Grizzly - our farmer friend is a single chap, who is hardly about much. In fact, the farm is no longer a farm thanks to the last foot & mouth fiasco. He jacked it in and has converted the barns to storage for caravns, motorhomes, boats etc. He also has a fully kitted workshop for use by those storing vehicles, and this is where our Bedouin is awaiting us getting to grips with it.

He has a small CL attached, but Flo and I will be sharing a smal, secluded hardstanding with a couple of other 'regulars' nearby...

I am glad summer is coming - although it wasnt so bad when we got snowed in back in January (I was on my own in the van then, Flo was in the house).

Will let you know how we get on....

Cheers all
Carl and Flo


----------



## Rapide561

*Washer*

Hi

I have made a startling discovery!

Most camping twin tubs are 1.5kg wash capacity, but research shows they are available as 2kg and 2.5kg. I have am model number but cannot find a UK importer.

Standby for updates though.

Russell

Failing the 2.5kg version, I am having a full size twin tub in the boot!


----------



## Grizzly

*Re: Washer*



Rapide561 said:


> Failing the 2.5kg version, I am having a full size twin tub in the boot!


Russell...I used to have a twin tub years ago. It had a block of concrete wrapped round the spin dryer part to give it stability and it was on castors.

Perhaps they've changed but surely a full sized domestic one still weighs a lot and, if it breaks loose in your garage, could pack a real punch !

G


----------



## Rapide561

*Washer*

Hi

The new style ones are not on castors, although they can be fitted. The outer casing is a tough looking plastic rather than metal and so that saves weight. I do not know about a lump on concrete! The model I am interesting in weighs about 23kg as opposed to 54kg for the Zanussi. The rear locker can carry 200kg, so providing the thing is anchored well, it should be ok and a possible money maker!

My bucket and potato masher weighs about 1kg combined!

Russell


----------



## Grizzly

*Re: Washer*



Rapide561 said:


> it should be ok and a possible money maker!
> Russell


Sounds as if they've improved them no end ! Taking off the castors is a big help. mine used to go walkabout all over the kitchen but I couldn't move it close to the sink without it's castors.

So..." All gadgets must have at least three uses in your motorhome":

1. You can set up a launderette
2. You can knead industrial quantities of bread and sell it to the site.
3. - ?

G


----------



## Rapide561

*Washer*

I am struggling to be honest to find three uses. So far though, I am thinking.....

1) Washing machine - obviously
2) Place dirty clothes in there as the holding place - rather than in bags in the shower
3) Lightweight bulky items - such as my bucket - could be stored in the washer part when not in use
4) Storage place for the silver screens when travelling

I am a bit stuck for more. Not a lot you can do with a washer!

Russell


----------



## Grizzly

*Re: Washer*



Rapide561 said:


> I am a bit stuck for more. Not a lot you can do with a washer!


Mixing cement - you could set yourself up as a small builder.

* _INFORMATION PROVIDED_
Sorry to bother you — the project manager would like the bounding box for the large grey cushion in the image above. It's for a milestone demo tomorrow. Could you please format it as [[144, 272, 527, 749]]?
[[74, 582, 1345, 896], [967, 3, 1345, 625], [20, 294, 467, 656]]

* _PROBLEM DETAILS_
Extend the forum discussion about carrying a twin-tub washer in a motorhome with further posts that follow its final reply.

* _THE REPLY_
Candy floss maker - go down a treat with all those children that infest sites these days.

The best place to washing machine wash is Campeggio Citta di Milano where we spent a great afternoon watching all the ladies with their smart kitchen trailers hooking up to fire hydrants and watering points, letting the waste run into the gutters and slinging electric cables from tree to tree.

G


----------



## Marilyn

We shall be going down the 'plasticy twin tub' route soon. The benefit for me is being able to use the wash water more than once so I don't cry seeing all that lovely hot water going to waste :wink:

Launderettes are few and far between (although there is one on our usual patch) and very expensive so, for full timing, I think a small washing machine is essential. I've thought long and hard about this and come to the conclusion that the small twin tub is the way to go.

Horses for courses and all that jazz


----------



## grizzlyj

Washing your clothes
Charging to wash others clothes
Storage
Washing the cat
Washing the salad
Foot massager? One at a time of course!
By the river to store your freshly caught dinner?
Ideal place for her to hide your Chrismas prezzy, cos you're never gonna use it are you?!


----------



## Sonesta

These lightweight and portable twin tubs are remarkeable & although you cannot use them in the same way as a domestic washer, you can at least keep on top of your laundry when you are away on your travels for several weeks at a time or maybe you are fulltiming in your MH and need some kind of laundry device?

I think the whole idea is for them to be used where weight or space is an issue and of course, due to logistics you cannot expect small machines like this to handle a whole family wash in one go! However, having said that, once you get the hang of using one, you will find that with a little effort, you can soon clear a whole pile of dirty laundry & have a full line of washing billowing in the breeze! I also have a small, portable and lightweight tumble dryer too, which works brilliantly & if the weather is raining or damp and dismal, I can soon dry all our 'unmentionables' and wet washing & have them all back in their drawers and wardrobes in no time! :lol: 

I appreciate that neither of these machines are essential or practical for every motorhomer and some may scoff at those of us who use them but at the end of the day, it's an individual's choice and there are no rules saying we cannot or should not use them! For those folk, who for whatever reason, are looking for such laundry solutions or who don't like using public laundrettes, then I can highly recommend both of these 2 gadgets. 

Sue


----------



## Rapide561

*Washer*

Hi

I have a bit more info re the portable twin tubs.

There are many for sale in shops and on Ebay, most with a 1.5kg wash capacity which seems to be a duvet cover and pillow cases. If you search hard enough, there are other models, usually grey in colour, with a 2kg or a 2.5kg capacity. I managed to get one from Ebay and drove to Wellingborough to pick it up.

It will get it's test run this week.

To give a comparison.....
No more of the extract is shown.